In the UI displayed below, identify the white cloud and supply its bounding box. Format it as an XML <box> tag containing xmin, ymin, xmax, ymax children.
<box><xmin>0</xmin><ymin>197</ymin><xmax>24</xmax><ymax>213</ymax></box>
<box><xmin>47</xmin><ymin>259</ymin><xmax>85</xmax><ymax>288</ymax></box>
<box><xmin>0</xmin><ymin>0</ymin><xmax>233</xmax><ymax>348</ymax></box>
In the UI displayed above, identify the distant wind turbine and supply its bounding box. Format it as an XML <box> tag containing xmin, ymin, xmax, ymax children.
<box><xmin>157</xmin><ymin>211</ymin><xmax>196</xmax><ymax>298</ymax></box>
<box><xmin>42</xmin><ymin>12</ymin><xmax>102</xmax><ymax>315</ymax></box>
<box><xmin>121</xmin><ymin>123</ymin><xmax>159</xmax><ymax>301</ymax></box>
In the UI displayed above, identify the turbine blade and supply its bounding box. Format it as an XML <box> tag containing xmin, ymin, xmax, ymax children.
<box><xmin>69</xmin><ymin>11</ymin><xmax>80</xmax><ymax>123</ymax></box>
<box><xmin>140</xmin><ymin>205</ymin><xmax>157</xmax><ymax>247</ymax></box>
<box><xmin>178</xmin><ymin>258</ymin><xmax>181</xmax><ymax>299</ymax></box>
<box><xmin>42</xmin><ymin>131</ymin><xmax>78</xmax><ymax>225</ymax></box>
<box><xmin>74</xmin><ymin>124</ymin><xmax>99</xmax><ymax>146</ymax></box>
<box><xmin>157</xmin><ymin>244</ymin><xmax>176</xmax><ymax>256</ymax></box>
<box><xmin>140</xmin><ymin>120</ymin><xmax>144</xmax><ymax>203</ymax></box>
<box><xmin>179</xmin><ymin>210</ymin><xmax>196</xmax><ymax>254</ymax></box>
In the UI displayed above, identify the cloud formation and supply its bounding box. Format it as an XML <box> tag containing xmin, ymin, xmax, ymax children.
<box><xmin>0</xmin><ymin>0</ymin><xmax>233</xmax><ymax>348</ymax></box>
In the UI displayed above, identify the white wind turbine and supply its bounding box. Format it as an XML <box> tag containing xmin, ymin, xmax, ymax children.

####

Rewrite all of the data above, changing each occurrence of "bounding box" to "enclosing rectangle" and leaving everything else unchanged.

In the UI displayed below, identify the white cloud and supply its enclosing rectangle. Format it as an XML <box> tag containing xmin, ymin, xmax, ymax children.
<box><xmin>0</xmin><ymin>197</ymin><xmax>24</xmax><ymax>213</ymax></box>
<box><xmin>47</xmin><ymin>259</ymin><xmax>85</xmax><ymax>288</ymax></box>
<box><xmin>0</xmin><ymin>0</ymin><xmax>233</xmax><ymax>348</ymax></box>
In the UI displayed above, identify the distant wind turbine and supply its enclosing rectangle. Format it as an XML <box> tag containing xmin, ymin, xmax, ymax children.
<box><xmin>157</xmin><ymin>211</ymin><xmax>196</xmax><ymax>298</ymax></box>
<box><xmin>42</xmin><ymin>12</ymin><xmax>102</xmax><ymax>315</ymax></box>
<box><xmin>121</xmin><ymin>123</ymin><xmax>159</xmax><ymax>301</ymax></box>
In the UI displayed above, identify the turbine blade and supply its enclosing rectangle. Format it as an XML <box> tag containing xmin, ymin, xmax, ymax children.
<box><xmin>69</xmin><ymin>11</ymin><xmax>80</xmax><ymax>123</ymax></box>
<box><xmin>140</xmin><ymin>205</ymin><xmax>157</xmax><ymax>247</ymax></box>
<box><xmin>178</xmin><ymin>258</ymin><xmax>181</xmax><ymax>299</ymax></box>
<box><xmin>42</xmin><ymin>131</ymin><xmax>78</xmax><ymax>225</ymax></box>
<box><xmin>74</xmin><ymin>124</ymin><xmax>99</xmax><ymax>146</ymax></box>
<box><xmin>157</xmin><ymin>244</ymin><xmax>176</xmax><ymax>256</ymax></box>
<box><xmin>140</xmin><ymin>120</ymin><xmax>144</xmax><ymax>203</ymax></box>
<box><xmin>179</xmin><ymin>210</ymin><xmax>196</xmax><ymax>254</ymax></box>
In the UI displayed above, identify the cloud formation and supply its enclosing rectangle. Format it as an XML <box> tag containing xmin, ymin, xmax, ymax children.
<box><xmin>0</xmin><ymin>0</ymin><xmax>233</xmax><ymax>348</ymax></box>
In the UI displayed above, identify the white wind turbine and supply its enclosing rectangle. Format it as an XML <box> tag containing xmin, ymin, xmax, ymax children.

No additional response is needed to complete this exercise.